PAGE TEXT –
- - - - - - -

Description
Mobile Initiated Connection Only (MICO) is a power-saving feature defined in 3GPP standards, primarily for IoT and other battery-constrained devices. It fundamentally alters the traditional reachability model. In a standard 3GPP connection, the network can page a UE at any time during its registered state to deliver mobile-terminated data or signaling, requiring the UE to periodically listen for paging messages. MICO mode disables this network-side paging capability. When a UE registers with the network and indicates support for MICO, the network allocates it a MICO-specific Allowed NSSAI and configures the Access and Mobility Management Function (AMF) accordingly. After successful registration, the UE enters a deep sleep state. The AMF will reject any mobile-terminated requests (like Session Management or Data Notification messages from the SMF/UPF) with a cause indicating the UE is unreachable. The network may buffer or discard this downlink data based on policy. Reachability is restored only when the UE itself initiates a Service Request procedure, typically triggered by its own uplink data or periodic Registration Update timer expiry. This procedure moves the UE to a connected state, allowing any buffered downlink data to be delivered. The UE's Radio Resource Control (RRC) state in MICO mode is typically RRC_IDLE, but with the crucial difference that it does not monitor the paging channel, leading to substantial power savings. The feature is negotiated during the Registration procedure via the MICO indication in the UE's Registration Request and the network's MICO indication in the Registration Accept. Network parameters like the Active Time and Periodic Registration Timer are also configured to manage the UE's sleep cycles and mandatory check-ins.

- - - - - - -

Detection examples –
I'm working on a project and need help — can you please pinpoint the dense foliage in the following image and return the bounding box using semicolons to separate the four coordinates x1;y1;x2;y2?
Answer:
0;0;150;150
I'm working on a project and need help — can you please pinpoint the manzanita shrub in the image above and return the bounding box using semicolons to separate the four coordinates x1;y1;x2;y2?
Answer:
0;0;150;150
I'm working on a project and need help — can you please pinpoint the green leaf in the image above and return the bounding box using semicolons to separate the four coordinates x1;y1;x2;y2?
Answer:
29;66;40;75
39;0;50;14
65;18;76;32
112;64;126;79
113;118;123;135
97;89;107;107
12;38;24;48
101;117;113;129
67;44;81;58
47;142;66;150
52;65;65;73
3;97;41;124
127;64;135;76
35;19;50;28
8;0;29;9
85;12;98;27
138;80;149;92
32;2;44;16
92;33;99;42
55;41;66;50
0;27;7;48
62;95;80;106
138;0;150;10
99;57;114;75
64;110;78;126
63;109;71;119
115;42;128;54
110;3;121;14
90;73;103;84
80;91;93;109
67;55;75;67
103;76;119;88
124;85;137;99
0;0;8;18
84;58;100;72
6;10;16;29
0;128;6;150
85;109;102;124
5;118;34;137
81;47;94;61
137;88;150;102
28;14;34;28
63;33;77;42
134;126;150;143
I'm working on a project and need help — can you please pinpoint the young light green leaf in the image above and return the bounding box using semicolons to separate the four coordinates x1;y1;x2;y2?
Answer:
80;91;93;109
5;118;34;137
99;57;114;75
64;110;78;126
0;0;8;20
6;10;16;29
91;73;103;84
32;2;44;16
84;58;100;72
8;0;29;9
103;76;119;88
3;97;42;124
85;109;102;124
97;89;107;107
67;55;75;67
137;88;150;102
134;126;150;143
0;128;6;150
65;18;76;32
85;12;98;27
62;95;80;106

- - - - - - -

WRITTEN TASKS –
(1) In the MICO description, which procedure must the UE itself initiate to restore its reachability?
(2) Summarize the MICO description in two sentences.
(3) Carry on the MICO description from the point where it stops.

RESULTS FOR THE EXERCISE –
(1) A Service Request procedure.

(2) Mobile Initiated Connection Only (MICO) is a 3GPP power-saving feature for IoT and other battery-constrained devices that disables network-side paging, so the AMF rejects mobile-terminated requests while the UE sleeps and the UE becomes reachable again only when it initiates a Service Request. The feature is negotiated through MICO indications in the Registration Request and Registration Accept, and parameters such as the Active Time and Periodic Registration Timer manage the UE's sleep cycles and mandatory check-ins.

(3)
Purpose & Motivation
MICO was created to address the critical challenge of battery life for massive Machine-Type Communication (mMTC) devices in 5G and beyond. Traditional cellular devices, even in idle mode, must wake up frequently to listen for paging messages, which consumes significant energy over time. For IoT sensors, meters, or trackers that send data infrequently (e.g., once per day) but are expected to operate for years on a single battery, this constant readiness for downlink traffic is wasteful and impractical. MICO solves this by shifting to a purely mobile-originated communication model, aligning the network's behavior with the typical traffic pattern of many IoT applications. It was motivated by the need to make 5G networks viable for ultra-low-power, wide-area IoT deployments, competing with and surpassing the energy efficiency of non-cellular LPWAN technologies like LoRaWAN or Sigfox. By eliminating the power drain from paging reception, MICO enables decade-long battery life, which is a key requirement for many industrial and smart city IoT use cases. It represents a paradigm shift from 'always reachable' to 'reachable on device terms,' optimizing the network for asymmetric, device-triggered traffic.
Key Features
- Disables network-initiated paging for the UE
- Negotiated during the Registration procedure via NAS signaling
- UE reachable only when it initiates a Service Request
- AMF rejects mobile-terminated sessions with an explicit 'UE unreachable' cause
- Supports extended discontinuous reception (eDRX) cycles for further power saving
- Network may apply specific policies for handling buffered downlink data
Evolution Across Releases
Introduced as a core 5G feature for power saving. Defined the basic NAS signaling for MICO indication in Registration messages, the behavior of the AMF to reject MT sessions, and the association with Network Slicing (Allowed NSSAI). Established the fundamental architectural principle of mobile-initiated-only reachability.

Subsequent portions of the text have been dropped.